INSTRUCTIONS FOR THE TASK
Give the lines below as a two-column CSV with the headers request and response, one row per line. Put each line's text and its answer in their own quoted fields, replacing any line breaks with spaces.

-------- PROVIDED DATA

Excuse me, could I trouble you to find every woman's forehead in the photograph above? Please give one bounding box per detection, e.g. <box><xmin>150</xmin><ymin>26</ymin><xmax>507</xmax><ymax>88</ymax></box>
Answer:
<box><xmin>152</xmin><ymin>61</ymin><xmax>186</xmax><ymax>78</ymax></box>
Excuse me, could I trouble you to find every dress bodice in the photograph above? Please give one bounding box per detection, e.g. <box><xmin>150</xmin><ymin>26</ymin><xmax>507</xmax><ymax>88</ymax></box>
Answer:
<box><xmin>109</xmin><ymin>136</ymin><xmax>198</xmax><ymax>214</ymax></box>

----------------

TASK OUTPUT
request,response
"Excuse me, could I trouble you to find every woman's forehead in the photograph above? Please give one bounding box per detection, e.g. <box><xmin>150</xmin><ymin>26</ymin><xmax>507</xmax><ymax>88</ymax></box> Answer:","<box><xmin>152</xmin><ymin>61</ymin><xmax>186</xmax><ymax>78</ymax></box>"
"Excuse me, could I trouble you to find every dress bodice in the photograph above? Please give one bounding box per detection, e.g. <box><xmin>150</xmin><ymin>26</ymin><xmax>507</xmax><ymax>88</ymax></box> Answer:","<box><xmin>109</xmin><ymin>136</ymin><xmax>198</xmax><ymax>214</ymax></box>"